**Selected extract:**
● ● ● ● ●

- Venue: Royal Canadian Henley Rowing Course
- Dates: July 11 - July 13
- Competitors: 20 from 5 nations
- Winning time: 6:10.80

Medalists
| Gold medal | Will Crothers Tim Schrijver Kai Langerfeld Conlin McCabe | Canada |
| Silver medal | Manuel Suárez Janier Concepción Adrian Oquendo Solaris Freire | Cuba |
| Bronze medal | Joaquín Iwan Francisco Esteras Ivan Carino Agustin Diaz | Argentina |

= Rowing at the 2015 Pan American Games – Men's coxless four =

The men's coxless four rowing event at the 2015 Pan American Games was held from July 11–13 at the Royal Canadian Henley Rowing Course in St. Catharines.

● ● ● ● ●

**What is asked:** In the men's coxless four article, please rewrite the paragraph beginning "The men's coxless four rowing event" more briefly, keeping its main facts. The listing has no connection to the men's coxless four article.

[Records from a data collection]
● ● ● ● ●

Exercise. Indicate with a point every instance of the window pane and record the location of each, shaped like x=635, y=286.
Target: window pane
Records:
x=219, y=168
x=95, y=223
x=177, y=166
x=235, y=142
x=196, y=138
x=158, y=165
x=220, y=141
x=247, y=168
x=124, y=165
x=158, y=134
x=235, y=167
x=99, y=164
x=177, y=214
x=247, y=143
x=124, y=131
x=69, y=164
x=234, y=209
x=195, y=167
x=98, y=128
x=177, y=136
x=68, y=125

● ● ● ● ●

**Response to this task:** The 2015 Pan American Games men's coxless four took place July 11–13 at the Royal Canadian Henley Rowing Course in St. Catharines.